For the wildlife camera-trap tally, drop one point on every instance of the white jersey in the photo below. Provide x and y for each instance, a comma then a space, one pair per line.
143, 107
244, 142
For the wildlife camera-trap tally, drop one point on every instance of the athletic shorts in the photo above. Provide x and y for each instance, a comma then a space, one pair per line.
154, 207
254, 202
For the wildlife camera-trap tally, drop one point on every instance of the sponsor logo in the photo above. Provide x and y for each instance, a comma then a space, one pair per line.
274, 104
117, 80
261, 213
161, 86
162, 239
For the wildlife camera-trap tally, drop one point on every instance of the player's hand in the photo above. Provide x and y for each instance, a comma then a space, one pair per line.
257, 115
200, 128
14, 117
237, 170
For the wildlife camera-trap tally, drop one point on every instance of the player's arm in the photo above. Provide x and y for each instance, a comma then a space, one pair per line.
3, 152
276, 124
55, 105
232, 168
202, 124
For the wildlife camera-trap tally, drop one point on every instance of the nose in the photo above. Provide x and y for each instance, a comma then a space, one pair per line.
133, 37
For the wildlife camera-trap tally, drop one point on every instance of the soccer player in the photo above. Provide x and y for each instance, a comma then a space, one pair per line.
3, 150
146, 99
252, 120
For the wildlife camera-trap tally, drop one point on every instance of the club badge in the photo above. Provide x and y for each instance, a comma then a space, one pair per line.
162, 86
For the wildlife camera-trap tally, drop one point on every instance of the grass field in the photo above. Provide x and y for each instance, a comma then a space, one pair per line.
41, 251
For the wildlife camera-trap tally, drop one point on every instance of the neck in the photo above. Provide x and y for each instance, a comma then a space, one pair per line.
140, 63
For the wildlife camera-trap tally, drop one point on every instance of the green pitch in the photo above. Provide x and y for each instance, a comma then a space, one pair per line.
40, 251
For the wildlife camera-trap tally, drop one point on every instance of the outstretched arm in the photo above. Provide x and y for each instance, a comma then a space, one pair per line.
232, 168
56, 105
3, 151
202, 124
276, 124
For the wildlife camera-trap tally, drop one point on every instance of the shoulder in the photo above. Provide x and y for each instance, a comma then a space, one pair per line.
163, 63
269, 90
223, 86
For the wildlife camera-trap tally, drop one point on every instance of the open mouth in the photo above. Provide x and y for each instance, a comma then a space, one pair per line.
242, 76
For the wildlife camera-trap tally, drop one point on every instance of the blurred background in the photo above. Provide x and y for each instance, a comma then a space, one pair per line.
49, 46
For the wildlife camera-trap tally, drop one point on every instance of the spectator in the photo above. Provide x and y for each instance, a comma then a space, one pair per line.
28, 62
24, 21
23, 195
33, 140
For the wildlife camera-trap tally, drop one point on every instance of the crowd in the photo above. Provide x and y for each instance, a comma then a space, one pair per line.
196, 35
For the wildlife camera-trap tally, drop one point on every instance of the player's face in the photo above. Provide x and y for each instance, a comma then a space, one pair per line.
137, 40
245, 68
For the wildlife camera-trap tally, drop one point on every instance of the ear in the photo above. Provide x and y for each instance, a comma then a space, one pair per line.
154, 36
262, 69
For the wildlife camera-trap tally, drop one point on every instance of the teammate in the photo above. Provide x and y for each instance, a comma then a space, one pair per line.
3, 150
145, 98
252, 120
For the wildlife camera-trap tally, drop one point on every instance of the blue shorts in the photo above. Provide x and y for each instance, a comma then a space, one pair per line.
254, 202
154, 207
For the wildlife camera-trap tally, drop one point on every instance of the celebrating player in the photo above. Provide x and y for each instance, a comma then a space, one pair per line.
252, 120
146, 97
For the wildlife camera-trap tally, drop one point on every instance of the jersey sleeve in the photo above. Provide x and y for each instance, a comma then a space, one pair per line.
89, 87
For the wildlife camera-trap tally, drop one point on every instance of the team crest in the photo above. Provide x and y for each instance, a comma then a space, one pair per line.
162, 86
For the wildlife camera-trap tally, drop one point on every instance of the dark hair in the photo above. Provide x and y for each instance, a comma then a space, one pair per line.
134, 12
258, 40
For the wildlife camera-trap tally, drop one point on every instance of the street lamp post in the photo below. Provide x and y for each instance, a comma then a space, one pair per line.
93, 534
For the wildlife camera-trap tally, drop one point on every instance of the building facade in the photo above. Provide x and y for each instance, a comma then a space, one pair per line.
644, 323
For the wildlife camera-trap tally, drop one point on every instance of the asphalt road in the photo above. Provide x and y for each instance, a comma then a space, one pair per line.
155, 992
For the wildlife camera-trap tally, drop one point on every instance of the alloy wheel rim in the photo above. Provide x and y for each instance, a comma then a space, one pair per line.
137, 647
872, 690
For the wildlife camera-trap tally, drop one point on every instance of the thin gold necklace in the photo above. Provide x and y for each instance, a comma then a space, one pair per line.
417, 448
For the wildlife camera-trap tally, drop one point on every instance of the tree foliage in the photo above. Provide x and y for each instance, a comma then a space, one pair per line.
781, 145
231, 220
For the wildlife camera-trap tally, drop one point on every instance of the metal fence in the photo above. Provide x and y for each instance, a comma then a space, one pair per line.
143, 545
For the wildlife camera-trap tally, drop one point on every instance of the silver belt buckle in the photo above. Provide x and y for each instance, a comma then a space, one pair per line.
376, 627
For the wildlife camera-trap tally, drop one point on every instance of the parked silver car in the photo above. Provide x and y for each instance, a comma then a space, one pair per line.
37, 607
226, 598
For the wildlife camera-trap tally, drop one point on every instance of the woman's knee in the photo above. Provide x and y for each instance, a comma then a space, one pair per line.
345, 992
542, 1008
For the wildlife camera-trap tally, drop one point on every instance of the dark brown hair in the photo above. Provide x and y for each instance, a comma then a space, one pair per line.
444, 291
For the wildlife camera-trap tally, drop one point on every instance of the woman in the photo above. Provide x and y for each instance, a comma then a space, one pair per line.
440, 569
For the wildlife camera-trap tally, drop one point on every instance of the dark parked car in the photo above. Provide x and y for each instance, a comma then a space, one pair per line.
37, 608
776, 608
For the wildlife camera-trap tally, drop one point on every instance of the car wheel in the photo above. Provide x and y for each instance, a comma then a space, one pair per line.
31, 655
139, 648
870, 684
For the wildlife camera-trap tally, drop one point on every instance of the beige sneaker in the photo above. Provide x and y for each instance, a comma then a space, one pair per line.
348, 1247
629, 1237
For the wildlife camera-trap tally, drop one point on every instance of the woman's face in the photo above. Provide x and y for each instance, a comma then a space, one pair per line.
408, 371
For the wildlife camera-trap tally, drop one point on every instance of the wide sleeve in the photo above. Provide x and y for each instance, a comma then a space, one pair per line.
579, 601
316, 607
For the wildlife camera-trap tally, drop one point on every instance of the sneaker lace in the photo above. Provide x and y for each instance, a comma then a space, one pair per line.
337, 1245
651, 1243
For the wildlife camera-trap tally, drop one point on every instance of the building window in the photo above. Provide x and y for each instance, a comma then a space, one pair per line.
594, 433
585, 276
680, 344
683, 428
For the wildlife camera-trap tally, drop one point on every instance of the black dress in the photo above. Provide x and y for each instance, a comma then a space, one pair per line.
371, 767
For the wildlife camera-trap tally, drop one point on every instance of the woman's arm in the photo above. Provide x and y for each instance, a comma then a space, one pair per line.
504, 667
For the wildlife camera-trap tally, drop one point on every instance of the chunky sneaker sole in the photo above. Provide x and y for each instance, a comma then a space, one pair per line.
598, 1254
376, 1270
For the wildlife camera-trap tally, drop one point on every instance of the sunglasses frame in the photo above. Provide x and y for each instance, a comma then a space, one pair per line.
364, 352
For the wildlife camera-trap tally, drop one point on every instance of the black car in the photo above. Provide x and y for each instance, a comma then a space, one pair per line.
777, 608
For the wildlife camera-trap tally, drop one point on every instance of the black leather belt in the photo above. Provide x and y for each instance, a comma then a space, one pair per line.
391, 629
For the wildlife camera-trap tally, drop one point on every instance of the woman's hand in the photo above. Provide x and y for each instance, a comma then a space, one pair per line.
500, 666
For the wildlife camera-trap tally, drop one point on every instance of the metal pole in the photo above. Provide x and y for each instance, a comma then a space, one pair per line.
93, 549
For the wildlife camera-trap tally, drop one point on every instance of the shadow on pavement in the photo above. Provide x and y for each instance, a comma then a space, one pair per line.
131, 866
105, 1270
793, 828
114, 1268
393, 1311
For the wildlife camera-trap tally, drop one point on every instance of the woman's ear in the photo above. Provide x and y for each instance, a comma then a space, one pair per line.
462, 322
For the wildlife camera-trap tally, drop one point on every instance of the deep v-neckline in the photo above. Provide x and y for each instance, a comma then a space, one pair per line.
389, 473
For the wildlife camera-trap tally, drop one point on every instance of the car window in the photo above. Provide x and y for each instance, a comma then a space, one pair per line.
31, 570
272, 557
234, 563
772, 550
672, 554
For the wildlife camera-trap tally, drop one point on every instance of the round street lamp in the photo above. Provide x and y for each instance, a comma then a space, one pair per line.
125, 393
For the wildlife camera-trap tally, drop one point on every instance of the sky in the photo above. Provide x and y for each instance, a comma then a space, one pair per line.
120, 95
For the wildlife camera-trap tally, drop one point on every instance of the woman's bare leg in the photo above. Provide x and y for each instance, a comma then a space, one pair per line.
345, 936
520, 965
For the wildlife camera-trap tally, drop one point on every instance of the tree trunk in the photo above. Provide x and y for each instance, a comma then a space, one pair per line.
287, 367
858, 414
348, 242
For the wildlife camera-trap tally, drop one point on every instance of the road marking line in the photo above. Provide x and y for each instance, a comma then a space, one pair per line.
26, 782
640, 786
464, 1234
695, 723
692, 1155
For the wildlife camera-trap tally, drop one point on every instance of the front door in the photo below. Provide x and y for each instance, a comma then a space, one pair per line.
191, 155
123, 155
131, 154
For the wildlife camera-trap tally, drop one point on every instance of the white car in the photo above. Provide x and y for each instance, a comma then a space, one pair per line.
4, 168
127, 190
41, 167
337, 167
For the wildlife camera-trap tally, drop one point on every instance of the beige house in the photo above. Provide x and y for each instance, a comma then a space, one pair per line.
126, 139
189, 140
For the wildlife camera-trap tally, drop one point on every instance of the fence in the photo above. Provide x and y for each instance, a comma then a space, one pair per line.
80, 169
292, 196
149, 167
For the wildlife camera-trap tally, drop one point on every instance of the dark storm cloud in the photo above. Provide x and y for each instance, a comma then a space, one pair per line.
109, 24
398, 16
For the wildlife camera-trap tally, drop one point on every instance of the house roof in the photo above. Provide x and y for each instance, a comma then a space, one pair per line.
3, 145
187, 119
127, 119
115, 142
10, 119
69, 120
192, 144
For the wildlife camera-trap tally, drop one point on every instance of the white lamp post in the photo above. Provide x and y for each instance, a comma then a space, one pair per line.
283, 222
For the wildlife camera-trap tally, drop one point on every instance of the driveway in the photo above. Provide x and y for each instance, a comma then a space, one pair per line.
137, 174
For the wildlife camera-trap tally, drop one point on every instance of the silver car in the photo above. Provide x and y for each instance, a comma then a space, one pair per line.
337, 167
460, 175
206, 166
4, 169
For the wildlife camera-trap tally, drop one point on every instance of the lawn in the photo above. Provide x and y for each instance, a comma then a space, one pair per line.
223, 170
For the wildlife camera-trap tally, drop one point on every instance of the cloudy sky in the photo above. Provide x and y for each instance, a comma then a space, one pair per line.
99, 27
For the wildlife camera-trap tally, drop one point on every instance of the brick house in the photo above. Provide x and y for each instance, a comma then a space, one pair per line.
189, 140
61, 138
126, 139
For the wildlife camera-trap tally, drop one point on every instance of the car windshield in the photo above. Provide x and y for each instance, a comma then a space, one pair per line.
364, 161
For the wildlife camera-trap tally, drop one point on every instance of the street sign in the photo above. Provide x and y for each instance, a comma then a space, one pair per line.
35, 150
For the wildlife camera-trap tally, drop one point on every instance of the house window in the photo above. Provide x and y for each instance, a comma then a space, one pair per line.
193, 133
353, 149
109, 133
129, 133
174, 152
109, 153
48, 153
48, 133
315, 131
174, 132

======

Give back exactly the lines from the line containing "of the brick" to the end of the entries, and no other lines.

■ **Exercise solution**:
For the wildlife camera-trap tally, drop one point on every instance of the brick house in the photo above. Provide x and y for each instance, a comma then a space, one pair per line.
189, 140
61, 138
126, 139
For the wildlife camera-trap tally, drop one point on every instance of the car windshield in the photo above. Provide x and y for each instance, a comma then a space, one pair per line.
364, 161
For the wildlife camera-trap tally, drop one point on every instance of the street sign in the photo above. Provide x and y for each instance, a comma then a space, one pair per line.
35, 150
For the wildlife camera-trap tally, drop one point on every instance of the house window in the photo above. Provide x and y for each instance, a comma then a space, one pair per line.
193, 133
353, 149
109, 133
129, 133
174, 152
109, 153
48, 153
48, 133
315, 131
174, 132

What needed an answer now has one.